Objective A: Reproduce the letter from "My partner, whose" to "to comfort him.", replacing "church" with "chapel".
--- start of Selected extract ---
Surely you recall having e-mailed me in mid-July 2006 and asking whether I could meet with you. None of the times you suggested fit with my schedule that week, so you then said that you were going out of town but that you would be back in touch with me during the last week of July. I waited.

Guessing what you wanted to talk about was no mystery. I am not oblivious to where I live and the kinds of people that surround me. But before you write me off as just another deviant suffering from inner brokenness, I will explain the gross assumptions that you have either made for yourself or accepted on the secondhand testimony of others.

My partner, whose name I imagine you never bothered to learn, is an unusually tender-hearted, sensitive, and deeply caring man. Hallmark commercials, cute babies, and small acts of kindness will bring him to tears. Mere days after his father died last year in [other state], we were sitting in church here. █████████ ██████ was preaching, and she made a comment about God wanting people to have strong family connections—with our brothers, our sisters, our fathers, and our mothers. When she said “our fathers,” he started crying. Seeing this was painful because I hate to see anyone hurting. I put my arm around him to reassure him that he wasn’t alone. He was shaking a little from the crying, and I did my best to comfort him.

It would appear that others sitting in church saw one man with his arm around another man and on that sole basis concluded that two gay men were scheming and plotting to flaunt their aberrant lifestyle for all to see. Of course, had he been a woman, no one would’ve thought anything of it. But men, real men, don’t show their emotional weaknesses, I suppose. In the weeks that followed, other statements from the pulpit would resonate with his loss, and he would cry or lose his composure; I would hold his hand, although each time he recovered a little faster. But the damage was done: entire groups of people evidently assumed that I am a homosexual, concluded that I had brought a filthy outsider into the church, and mobilized to treat him and me with, at best, cool civility, lest God think they condoned my evil choice. Jesus would be proud. When I stopped coming to services, presumably there was no longer a need for you to contact me, as you had promised.

You’d think, since God is said to be love and has promised in scripture never to leave or forsake me, that his church would be the one place in the world I should be able to go without fear of being judged or treated with disdain. I ask myself how Jesus would have responded had he seen someone anguished over the loss of a family member. Would he have stopped to think, Hey, I’m a man, and so is this person suffering here. Maybe, since my showing him compassion could be misconstrued as overtly homosexual behavior, I’d better play it cool.
--- end of Selected extract ---
--- start of The records ---
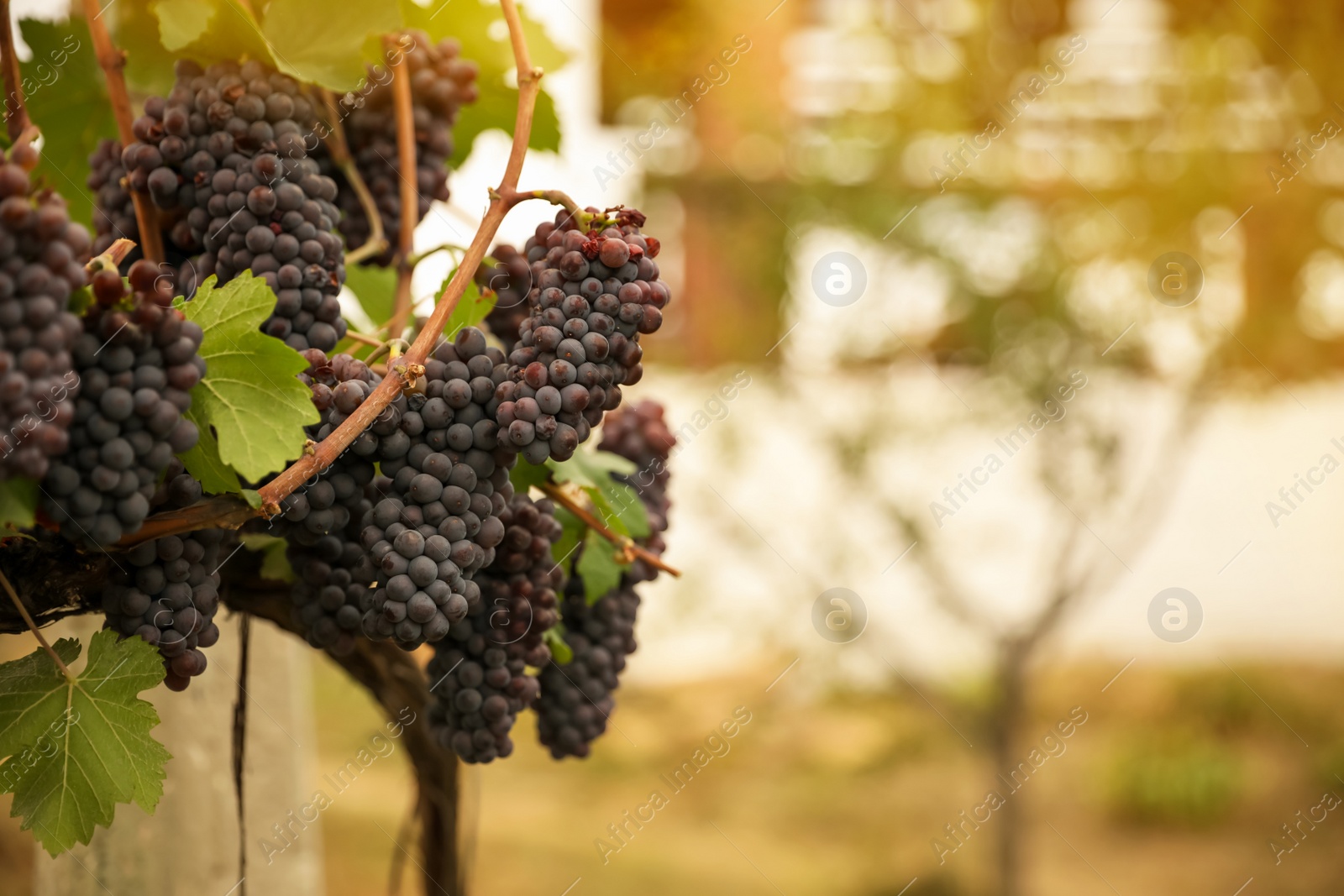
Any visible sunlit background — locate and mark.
[8,0,1344,896]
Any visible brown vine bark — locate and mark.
[83,0,164,262]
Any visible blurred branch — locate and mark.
[889,505,995,636]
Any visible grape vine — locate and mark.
[0,0,682,876]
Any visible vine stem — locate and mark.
[0,572,76,684]
[117,0,567,548]
[387,38,419,336]
[83,0,164,262]
[323,90,387,266]
[0,0,32,144]
[538,482,681,578]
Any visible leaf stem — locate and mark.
[323,90,387,266]
[117,0,567,542]
[0,563,76,684]
[0,0,32,143]
[83,0,164,262]
[538,482,681,578]
[387,38,419,336]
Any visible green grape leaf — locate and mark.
[113,0,276,85]
[18,18,117,222]
[242,532,294,582]
[401,0,570,168]
[345,265,396,327]
[438,267,496,341]
[0,478,38,537]
[177,401,242,495]
[110,0,177,97]
[153,0,212,52]
[262,0,402,92]
[181,271,320,482]
[574,529,622,605]
[551,506,587,572]
[0,629,172,856]
[589,477,649,538]
[508,457,551,495]
[542,631,574,666]
[546,451,636,488]
[546,451,649,538]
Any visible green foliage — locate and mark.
[574,529,623,605]
[542,631,574,666]
[438,267,497,340]
[547,451,649,538]
[0,478,38,537]
[18,18,117,222]
[0,629,172,856]
[180,273,318,482]
[401,0,569,166]
[177,401,242,495]
[1106,733,1243,826]
[240,532,294,582]
[345,265,396,327]
[260,0,402,92]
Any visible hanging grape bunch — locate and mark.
[356,327,515,649]
[123,62,347,352]
[497,208,672,464]
[0,146,90,478]
[0,0,682,870]
[43,254,206,547]
[533,401,676,759]
[323,31,477,265]
[102,458,231,690]
[428,495,563,763]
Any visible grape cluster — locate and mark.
[102,458,231,690]
[475,244,533,352]
[42,254,206,547]
[354,327,513,649]
[428,590,539,763]
[281,348,386,656]
[324,31,477,265]
[497,210,670,464]
[87,139,139,255]
[87,139,208,288]
[0,160,90,478]
[121,60,347,352]
[533,401,676,759]
[475,495,564,668]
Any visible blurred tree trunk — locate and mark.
[990,638,1030,896]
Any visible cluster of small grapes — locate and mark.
[428,495,563,763]
[323,31,477,265]
[354,327,515,649]
[102,458,231,690]
[121,60,347,352]
[533,401,676,759]
[42,260,206,547]
[496,210,670,464]
[475,495,564,668]
[0,160,90,478]
[271,348,386,656]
--- end of The records ---
Objective B: In the rows, quote the lines from the line with "Any visible brown" to the line with "[0,0,682,876]" with no changes.

Written response A:
My partner, whose name I imagine you never bothered to learn, is an unusually tender-hearted, sensitive, and deeply caring man. Hallmark commercials, cute babies, and small acts of kindness will bring him to tears. Mere days after his father died last year in [other state], we were sitting in chapel here. █████████ ██████ was preaching, and she made a comment about God wanting people to have strong family connections—with our brothers, our sisters, our fathers, and our mothers. When she said “our fathers,” he started crying. Seeing this was painful because I hate to see anyone hurting. I put my arm around him to reassure him that he wasn’t alone. He was shaking a little from the crying, and I did my best to comfort him.

Written response B:
Any visible brown vine bark — locate and mark.
[83,0,164,262]
Any visible blurred branch — locate and mark.
[889,505,995,636]
Any visible grape vine — locate and mark.
[0,0,682,876]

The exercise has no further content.